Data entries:
+===+
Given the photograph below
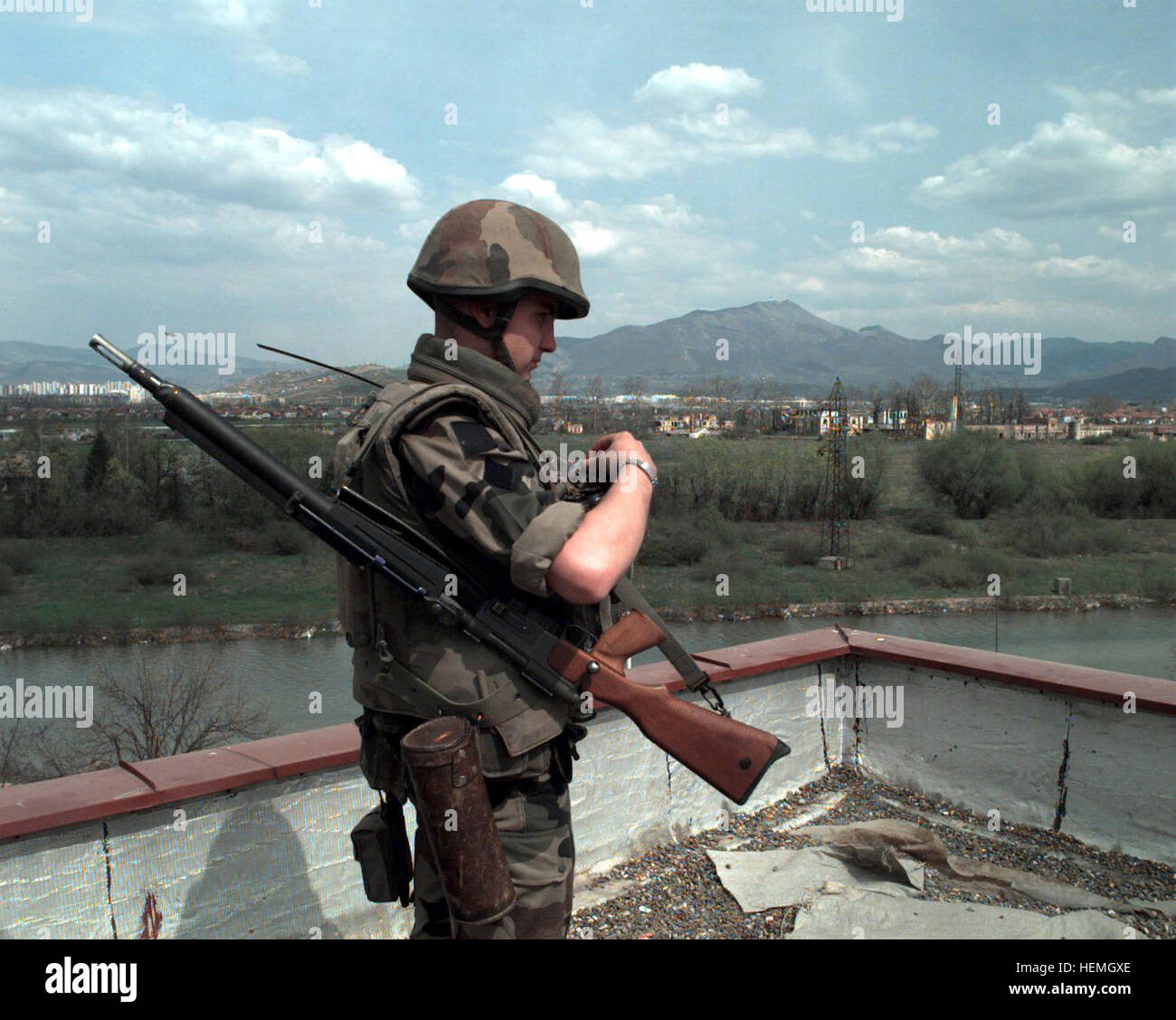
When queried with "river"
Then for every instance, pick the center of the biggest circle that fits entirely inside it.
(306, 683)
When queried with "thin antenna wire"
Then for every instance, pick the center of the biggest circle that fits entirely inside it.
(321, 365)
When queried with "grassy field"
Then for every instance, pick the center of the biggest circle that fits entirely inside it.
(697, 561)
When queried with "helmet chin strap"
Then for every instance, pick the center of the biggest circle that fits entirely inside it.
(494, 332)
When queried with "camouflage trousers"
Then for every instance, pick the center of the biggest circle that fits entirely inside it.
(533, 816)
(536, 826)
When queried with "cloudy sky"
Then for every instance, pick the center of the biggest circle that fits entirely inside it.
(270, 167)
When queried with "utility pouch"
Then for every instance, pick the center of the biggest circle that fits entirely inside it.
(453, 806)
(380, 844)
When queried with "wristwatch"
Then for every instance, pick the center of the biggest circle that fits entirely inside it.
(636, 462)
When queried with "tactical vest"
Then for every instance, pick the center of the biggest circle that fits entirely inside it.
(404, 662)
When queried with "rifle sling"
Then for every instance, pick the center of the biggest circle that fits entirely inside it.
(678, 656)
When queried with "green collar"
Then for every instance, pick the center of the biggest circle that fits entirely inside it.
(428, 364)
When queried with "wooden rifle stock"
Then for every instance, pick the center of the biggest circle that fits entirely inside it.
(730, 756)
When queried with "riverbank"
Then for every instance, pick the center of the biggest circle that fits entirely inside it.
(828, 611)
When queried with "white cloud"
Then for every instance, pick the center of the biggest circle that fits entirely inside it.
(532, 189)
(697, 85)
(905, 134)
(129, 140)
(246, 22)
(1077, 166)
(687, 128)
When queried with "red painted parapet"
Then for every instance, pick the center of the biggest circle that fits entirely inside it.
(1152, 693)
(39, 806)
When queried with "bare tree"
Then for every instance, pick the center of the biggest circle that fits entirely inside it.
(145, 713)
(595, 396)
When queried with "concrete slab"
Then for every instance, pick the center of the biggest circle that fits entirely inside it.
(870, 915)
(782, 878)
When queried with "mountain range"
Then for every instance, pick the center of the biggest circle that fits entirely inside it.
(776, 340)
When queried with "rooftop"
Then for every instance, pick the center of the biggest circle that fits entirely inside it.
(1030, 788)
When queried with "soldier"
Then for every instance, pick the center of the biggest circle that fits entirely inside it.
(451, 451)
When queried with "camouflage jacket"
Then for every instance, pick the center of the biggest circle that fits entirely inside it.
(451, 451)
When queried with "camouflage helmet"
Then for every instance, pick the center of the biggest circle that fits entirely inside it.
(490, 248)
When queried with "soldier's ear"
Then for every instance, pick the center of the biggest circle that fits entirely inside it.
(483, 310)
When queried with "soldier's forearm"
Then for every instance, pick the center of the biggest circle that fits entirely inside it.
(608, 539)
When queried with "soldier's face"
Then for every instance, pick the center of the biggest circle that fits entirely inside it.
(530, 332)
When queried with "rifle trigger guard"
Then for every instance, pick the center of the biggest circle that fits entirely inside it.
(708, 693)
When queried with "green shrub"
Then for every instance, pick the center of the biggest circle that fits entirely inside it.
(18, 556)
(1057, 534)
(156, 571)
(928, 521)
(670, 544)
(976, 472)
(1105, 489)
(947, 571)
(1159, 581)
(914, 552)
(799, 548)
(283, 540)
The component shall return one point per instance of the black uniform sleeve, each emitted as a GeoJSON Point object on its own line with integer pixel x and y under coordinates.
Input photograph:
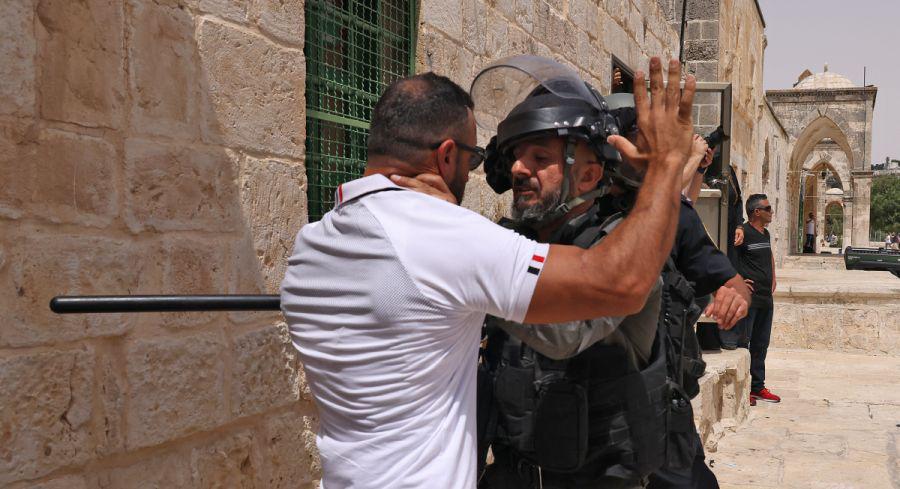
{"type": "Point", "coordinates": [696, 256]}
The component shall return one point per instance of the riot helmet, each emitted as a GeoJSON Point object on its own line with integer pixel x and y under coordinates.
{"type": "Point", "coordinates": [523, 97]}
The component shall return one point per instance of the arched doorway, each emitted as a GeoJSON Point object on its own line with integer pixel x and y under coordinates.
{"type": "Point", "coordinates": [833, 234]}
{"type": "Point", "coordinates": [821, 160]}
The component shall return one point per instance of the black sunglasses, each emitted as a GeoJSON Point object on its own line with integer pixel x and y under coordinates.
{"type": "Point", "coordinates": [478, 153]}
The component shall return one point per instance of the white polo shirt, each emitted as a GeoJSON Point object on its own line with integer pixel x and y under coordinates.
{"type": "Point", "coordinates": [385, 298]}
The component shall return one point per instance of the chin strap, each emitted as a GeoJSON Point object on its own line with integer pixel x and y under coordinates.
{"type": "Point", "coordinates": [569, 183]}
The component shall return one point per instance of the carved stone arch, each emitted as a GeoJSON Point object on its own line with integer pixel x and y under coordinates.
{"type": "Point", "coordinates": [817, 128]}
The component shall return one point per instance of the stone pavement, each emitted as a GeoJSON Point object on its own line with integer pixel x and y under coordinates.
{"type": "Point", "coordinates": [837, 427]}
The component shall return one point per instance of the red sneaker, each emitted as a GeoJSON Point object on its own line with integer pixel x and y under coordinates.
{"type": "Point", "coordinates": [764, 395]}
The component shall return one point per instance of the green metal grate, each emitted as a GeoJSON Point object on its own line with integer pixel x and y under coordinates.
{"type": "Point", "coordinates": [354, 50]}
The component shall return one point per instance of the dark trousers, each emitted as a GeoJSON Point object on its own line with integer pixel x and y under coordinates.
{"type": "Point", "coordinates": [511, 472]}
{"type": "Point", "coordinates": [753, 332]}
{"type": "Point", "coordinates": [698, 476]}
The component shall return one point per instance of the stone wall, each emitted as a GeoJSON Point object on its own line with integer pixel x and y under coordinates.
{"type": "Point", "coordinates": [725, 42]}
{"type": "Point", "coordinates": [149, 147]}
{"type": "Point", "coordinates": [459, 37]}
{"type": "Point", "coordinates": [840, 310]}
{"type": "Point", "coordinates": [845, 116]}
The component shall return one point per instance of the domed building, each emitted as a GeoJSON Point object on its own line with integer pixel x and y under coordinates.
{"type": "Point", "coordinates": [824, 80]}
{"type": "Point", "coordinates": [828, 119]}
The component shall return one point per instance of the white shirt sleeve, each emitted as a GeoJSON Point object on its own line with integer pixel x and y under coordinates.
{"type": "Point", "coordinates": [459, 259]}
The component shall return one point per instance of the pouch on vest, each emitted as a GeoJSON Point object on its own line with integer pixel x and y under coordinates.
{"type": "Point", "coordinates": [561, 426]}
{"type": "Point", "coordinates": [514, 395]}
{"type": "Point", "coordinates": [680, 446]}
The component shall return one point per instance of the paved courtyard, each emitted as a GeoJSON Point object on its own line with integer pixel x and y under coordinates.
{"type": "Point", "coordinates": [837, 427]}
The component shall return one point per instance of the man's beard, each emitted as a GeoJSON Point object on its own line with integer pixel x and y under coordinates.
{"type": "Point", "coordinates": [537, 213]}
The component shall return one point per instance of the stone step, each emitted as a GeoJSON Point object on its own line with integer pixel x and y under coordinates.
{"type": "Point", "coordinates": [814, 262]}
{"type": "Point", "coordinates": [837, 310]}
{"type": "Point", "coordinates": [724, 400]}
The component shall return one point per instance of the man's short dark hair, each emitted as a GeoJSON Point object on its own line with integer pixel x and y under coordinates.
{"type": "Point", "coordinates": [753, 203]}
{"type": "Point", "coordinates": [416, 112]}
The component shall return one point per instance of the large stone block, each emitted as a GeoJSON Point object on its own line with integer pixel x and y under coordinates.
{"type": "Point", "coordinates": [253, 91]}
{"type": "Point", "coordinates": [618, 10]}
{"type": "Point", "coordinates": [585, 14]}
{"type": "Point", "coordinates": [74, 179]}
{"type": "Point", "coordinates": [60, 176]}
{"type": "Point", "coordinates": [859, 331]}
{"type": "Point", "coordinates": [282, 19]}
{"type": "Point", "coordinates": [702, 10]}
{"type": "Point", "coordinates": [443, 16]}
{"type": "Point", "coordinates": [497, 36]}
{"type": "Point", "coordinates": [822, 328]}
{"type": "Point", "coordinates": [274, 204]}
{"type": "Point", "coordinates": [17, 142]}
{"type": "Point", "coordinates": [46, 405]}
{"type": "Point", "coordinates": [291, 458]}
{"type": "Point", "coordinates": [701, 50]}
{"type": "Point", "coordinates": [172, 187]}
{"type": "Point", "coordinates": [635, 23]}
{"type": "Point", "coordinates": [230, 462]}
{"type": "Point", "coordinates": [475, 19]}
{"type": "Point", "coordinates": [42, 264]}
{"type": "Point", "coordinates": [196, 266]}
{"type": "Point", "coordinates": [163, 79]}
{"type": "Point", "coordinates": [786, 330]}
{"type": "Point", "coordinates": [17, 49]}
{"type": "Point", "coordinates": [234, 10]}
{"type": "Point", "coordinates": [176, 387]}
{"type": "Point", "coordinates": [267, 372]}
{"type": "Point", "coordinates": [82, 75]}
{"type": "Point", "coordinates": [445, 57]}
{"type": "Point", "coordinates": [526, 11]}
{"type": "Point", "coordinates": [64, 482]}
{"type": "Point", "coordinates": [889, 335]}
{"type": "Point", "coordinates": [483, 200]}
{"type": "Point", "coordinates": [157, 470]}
+===+
- AIM OF THE EXERCISE -
Wherever the word "soldier" appears in a line of the data, copy that line.

- EXERCISE OUTPUT -
When queried with "soldier"
When queried with "soldier's ear"
When queried with "soldier's forearm"
When queried with "soldier's face"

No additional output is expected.